### Stated task
Copy the listing from the line containing "of the spiral" through its last line, requests included, adding 105 to every number in the answer coordinates and leaving all other lines unchanged.

### Stored data
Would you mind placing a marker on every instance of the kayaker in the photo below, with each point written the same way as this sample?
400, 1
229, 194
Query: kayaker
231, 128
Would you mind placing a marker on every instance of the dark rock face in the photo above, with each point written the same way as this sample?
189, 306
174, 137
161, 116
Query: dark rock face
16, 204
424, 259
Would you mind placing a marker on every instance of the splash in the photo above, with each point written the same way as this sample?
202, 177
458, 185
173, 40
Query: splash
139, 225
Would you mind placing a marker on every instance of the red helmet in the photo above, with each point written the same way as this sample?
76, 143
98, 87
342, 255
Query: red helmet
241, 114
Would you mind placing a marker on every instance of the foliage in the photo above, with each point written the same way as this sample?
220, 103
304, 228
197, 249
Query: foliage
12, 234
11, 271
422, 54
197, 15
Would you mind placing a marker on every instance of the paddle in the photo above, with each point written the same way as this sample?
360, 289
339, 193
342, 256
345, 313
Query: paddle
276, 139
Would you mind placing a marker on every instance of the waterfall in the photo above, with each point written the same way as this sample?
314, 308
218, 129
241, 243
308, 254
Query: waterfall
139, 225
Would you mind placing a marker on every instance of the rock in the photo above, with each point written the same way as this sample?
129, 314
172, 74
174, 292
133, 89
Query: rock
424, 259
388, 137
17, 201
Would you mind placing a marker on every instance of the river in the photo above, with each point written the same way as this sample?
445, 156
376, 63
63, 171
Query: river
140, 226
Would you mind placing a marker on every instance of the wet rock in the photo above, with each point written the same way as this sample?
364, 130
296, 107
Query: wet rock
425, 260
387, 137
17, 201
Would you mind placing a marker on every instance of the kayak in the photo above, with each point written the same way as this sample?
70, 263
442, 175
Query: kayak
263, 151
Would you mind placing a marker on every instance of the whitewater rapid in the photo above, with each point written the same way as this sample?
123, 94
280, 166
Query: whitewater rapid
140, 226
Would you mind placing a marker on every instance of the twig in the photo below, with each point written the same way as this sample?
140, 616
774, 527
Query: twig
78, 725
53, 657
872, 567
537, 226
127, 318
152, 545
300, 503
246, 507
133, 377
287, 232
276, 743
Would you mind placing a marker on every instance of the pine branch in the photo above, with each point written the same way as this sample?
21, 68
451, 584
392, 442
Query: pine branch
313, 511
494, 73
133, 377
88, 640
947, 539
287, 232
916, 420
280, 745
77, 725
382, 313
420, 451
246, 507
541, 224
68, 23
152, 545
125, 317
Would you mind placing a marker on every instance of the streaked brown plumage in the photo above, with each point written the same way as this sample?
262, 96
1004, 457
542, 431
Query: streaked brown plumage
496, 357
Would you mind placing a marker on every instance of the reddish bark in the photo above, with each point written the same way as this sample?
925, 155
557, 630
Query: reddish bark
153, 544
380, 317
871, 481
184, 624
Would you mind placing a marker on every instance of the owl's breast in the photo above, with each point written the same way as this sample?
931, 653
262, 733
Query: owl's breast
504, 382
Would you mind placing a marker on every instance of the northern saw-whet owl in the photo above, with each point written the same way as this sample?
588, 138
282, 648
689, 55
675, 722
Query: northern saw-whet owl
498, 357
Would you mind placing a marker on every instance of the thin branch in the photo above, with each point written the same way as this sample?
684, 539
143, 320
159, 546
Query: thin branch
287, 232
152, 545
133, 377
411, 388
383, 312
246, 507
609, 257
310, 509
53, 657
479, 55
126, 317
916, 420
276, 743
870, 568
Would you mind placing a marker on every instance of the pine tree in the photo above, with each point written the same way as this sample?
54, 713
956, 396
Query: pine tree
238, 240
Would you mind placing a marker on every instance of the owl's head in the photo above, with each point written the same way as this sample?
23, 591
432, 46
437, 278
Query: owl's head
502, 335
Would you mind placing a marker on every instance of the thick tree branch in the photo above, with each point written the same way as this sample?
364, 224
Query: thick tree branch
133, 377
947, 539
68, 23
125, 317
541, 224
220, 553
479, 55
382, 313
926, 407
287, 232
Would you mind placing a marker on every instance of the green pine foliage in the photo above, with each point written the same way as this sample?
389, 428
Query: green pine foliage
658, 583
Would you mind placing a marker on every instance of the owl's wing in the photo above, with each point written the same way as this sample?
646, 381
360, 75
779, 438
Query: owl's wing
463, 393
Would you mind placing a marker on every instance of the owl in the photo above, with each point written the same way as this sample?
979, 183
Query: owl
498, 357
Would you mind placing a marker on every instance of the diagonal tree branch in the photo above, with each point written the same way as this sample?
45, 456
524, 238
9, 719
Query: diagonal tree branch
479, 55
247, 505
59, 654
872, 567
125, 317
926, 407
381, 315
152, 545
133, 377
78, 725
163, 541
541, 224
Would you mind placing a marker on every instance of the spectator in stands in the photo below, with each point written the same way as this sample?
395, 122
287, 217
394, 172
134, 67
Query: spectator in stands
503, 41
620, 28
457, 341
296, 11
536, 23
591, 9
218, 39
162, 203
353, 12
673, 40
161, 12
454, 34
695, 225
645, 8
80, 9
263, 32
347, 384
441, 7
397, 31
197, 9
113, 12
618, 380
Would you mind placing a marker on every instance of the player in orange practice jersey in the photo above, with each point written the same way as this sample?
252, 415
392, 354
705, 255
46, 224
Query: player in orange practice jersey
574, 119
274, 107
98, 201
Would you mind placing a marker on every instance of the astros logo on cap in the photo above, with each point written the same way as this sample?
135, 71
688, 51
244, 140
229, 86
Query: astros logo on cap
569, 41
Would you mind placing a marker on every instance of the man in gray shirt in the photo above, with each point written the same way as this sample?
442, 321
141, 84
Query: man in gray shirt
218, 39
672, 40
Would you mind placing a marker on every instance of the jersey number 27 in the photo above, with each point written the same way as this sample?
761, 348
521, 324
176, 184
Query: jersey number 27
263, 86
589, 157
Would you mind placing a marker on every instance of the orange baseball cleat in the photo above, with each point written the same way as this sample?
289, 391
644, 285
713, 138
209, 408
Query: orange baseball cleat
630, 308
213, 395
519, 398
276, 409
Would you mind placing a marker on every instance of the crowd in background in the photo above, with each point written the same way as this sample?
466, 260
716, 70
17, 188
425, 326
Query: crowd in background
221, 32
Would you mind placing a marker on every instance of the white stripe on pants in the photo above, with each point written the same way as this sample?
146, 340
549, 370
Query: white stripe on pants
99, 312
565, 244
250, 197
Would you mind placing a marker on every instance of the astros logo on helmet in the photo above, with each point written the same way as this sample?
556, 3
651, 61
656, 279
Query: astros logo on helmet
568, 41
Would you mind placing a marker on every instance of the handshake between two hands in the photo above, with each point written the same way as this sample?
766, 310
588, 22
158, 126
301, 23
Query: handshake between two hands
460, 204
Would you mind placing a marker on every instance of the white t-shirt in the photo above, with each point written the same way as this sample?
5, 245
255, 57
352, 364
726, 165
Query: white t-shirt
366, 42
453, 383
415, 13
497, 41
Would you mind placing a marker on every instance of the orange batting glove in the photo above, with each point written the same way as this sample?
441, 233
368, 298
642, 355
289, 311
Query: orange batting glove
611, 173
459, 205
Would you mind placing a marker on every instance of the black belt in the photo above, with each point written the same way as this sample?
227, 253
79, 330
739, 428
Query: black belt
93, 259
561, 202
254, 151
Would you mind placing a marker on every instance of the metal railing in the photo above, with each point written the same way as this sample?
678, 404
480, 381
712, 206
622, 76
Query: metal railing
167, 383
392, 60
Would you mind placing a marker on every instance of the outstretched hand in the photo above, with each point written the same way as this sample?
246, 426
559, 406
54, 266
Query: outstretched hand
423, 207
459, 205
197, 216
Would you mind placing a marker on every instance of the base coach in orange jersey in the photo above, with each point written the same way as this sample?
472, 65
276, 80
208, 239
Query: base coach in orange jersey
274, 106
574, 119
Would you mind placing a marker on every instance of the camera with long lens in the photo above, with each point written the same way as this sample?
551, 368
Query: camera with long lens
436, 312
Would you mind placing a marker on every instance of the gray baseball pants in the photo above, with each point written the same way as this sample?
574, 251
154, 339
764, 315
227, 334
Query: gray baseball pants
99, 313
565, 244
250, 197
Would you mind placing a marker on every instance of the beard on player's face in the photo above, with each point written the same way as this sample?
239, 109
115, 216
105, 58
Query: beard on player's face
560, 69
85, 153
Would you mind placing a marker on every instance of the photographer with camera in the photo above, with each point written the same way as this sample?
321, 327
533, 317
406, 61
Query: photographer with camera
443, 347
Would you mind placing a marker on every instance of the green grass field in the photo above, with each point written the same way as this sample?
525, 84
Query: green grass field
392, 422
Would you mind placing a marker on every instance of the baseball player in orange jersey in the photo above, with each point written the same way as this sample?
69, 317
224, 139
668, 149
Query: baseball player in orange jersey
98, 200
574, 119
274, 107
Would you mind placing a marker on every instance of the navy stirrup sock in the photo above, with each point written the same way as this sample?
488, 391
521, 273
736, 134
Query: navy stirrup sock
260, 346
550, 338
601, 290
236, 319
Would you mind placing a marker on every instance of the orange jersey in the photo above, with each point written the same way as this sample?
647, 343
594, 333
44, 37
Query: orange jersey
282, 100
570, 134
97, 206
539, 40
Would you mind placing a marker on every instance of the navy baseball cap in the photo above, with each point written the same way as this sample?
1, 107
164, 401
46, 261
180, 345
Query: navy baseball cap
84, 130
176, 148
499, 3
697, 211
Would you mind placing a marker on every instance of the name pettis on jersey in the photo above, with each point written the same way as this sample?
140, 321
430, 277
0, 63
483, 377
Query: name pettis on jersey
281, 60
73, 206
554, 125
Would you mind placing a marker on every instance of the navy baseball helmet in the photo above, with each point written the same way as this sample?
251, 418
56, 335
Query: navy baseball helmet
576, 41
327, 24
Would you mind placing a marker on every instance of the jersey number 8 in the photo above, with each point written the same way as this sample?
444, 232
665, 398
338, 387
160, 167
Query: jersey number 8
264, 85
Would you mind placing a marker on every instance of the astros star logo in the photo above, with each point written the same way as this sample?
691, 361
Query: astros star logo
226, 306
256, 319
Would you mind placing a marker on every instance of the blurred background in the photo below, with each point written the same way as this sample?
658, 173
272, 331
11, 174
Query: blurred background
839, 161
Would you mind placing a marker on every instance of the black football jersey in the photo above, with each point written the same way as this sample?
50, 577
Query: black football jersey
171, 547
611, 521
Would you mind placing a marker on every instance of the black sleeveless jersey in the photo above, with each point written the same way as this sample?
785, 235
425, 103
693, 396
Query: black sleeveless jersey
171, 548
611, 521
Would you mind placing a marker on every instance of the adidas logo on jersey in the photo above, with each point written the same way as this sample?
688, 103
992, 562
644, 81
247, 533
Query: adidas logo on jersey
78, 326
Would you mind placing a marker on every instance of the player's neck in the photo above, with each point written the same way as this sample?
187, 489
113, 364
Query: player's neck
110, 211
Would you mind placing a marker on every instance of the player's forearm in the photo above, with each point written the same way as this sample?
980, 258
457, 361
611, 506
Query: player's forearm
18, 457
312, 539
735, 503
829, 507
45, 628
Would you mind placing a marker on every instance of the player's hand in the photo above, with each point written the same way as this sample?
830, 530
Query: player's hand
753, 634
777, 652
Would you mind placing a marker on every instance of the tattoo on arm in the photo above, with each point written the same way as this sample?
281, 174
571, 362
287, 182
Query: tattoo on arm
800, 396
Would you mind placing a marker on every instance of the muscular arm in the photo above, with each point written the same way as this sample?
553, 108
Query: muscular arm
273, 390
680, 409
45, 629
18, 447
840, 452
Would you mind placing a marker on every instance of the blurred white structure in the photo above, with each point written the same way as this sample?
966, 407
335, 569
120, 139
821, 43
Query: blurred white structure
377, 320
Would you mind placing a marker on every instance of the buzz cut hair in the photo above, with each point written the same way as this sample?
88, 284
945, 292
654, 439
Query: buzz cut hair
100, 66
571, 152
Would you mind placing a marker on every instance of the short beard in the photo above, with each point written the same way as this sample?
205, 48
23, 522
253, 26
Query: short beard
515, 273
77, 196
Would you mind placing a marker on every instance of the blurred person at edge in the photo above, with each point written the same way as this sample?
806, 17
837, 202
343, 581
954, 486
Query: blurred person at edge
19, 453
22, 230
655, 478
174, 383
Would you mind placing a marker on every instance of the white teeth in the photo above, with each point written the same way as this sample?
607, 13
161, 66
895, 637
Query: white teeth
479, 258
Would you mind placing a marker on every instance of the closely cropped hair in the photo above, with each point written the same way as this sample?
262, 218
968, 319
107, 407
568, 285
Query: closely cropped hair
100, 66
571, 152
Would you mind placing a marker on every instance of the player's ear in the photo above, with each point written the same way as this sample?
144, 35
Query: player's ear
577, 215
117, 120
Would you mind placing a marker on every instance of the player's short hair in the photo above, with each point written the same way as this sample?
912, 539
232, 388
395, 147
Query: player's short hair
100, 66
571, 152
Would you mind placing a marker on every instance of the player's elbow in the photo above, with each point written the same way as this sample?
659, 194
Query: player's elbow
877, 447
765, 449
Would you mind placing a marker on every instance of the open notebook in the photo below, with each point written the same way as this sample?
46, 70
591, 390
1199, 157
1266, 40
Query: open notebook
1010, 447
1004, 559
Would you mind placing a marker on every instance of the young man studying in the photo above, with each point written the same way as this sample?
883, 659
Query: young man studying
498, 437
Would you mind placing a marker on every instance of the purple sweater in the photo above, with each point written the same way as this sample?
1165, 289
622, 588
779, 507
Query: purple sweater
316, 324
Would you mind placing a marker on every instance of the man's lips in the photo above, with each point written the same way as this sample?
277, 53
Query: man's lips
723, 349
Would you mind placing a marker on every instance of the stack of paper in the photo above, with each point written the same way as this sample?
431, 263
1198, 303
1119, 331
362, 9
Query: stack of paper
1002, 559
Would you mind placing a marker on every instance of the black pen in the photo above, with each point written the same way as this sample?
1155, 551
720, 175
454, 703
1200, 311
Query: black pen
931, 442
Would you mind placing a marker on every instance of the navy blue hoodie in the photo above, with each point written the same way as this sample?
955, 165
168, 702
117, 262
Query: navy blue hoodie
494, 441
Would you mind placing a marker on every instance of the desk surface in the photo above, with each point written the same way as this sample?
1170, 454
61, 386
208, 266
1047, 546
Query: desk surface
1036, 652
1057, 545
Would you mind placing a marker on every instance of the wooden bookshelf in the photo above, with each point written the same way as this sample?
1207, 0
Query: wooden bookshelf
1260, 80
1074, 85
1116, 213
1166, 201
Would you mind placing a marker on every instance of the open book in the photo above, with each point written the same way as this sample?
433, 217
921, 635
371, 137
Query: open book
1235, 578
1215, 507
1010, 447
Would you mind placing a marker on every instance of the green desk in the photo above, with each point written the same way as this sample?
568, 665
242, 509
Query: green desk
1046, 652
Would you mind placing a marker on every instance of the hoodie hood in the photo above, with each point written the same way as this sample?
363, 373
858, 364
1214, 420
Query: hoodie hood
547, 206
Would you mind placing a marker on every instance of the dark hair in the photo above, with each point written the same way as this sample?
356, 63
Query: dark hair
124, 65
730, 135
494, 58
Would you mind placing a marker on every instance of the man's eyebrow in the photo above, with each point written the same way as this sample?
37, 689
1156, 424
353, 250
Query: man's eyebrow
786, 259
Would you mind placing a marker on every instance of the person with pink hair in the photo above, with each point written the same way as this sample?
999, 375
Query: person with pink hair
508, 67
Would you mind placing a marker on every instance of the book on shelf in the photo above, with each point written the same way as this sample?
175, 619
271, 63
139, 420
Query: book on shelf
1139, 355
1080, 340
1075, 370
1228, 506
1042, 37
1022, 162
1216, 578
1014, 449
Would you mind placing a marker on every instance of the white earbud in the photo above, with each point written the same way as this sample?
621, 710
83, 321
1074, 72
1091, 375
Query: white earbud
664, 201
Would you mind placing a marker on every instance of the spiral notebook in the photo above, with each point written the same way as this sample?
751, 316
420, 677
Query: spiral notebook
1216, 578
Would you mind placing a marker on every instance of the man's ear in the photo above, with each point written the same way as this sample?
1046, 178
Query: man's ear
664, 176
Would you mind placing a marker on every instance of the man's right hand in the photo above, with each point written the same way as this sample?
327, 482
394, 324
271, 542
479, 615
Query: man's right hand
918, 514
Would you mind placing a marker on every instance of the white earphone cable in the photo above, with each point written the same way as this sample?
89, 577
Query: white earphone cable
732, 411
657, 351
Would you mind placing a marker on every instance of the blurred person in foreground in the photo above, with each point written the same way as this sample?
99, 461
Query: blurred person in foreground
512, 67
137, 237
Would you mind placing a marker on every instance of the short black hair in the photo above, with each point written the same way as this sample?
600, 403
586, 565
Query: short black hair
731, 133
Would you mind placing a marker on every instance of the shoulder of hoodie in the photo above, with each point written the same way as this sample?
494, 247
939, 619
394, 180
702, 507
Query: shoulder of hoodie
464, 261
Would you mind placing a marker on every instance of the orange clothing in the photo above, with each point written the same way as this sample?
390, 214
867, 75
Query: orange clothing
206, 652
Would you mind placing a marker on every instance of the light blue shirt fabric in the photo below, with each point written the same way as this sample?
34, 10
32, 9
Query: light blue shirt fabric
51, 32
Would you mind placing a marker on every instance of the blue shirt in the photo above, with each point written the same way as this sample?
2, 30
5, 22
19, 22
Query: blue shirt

### Final answer
Would you mind placing a marker on every instance of the spiral notebook in the photo above, with each point written the same way as this sample?
751, 316
420, 677
Query: spiral notebook
1321, 683
Would you mind placing a marker on every instance of the man's ear in the photo above, with each point written the same way as this sample?
1046, 178
Query: man's ear
769, 281
Would you mind placing a marker on every instance of the man's right hand in the photo above, with each point written the same way as this sample?
327, 482
394, 324
271, 542
479, 615
Query: man's right hand
1023, 619
Would you mind placing a marker on every instance of the white earphone cable in the photo above, with each point written the same way as this sample?
89, 577
Query: white earphone cable
837, 516
762, 456
Would you mind placing a marker on every instance of the blurred person in foreground in the photo above, with each point written the same way as this sample?
99, 461
Query: blurred person in foreground
617, 172
242, 342
Would you mind placing a marker on every instance of the short black hair in the photo above, with each point written the same way as this sample?
600, 403
586, 565
Query: short black hair
836, 238
Would you mind placing a marker on every instance of the shoulder of hoodie in the photo above, with each point written the same way as this sample?
494, 247
939, 619
394, 180
702, 507
Query: shoulder of hoodie
569, 366
Would you mind placing a marker on every instance of the orange clothing in the photo above, with each point written the same way as this sample?
390, 214
867, 75
Query: orange clothing
311, 757
Would you mind placing a marker on every instance of the light blue shirt fabric in the photo below, with each point written the same way as this sample?
34, 10
32, 9
Query: light blue shirt fabric
156, 137
Would you mind placing a marker on every instance of the blue shirt in the photo above, with each point written the same way as this sample?
2, 30
5, 22
19, 22
Query: blue shirt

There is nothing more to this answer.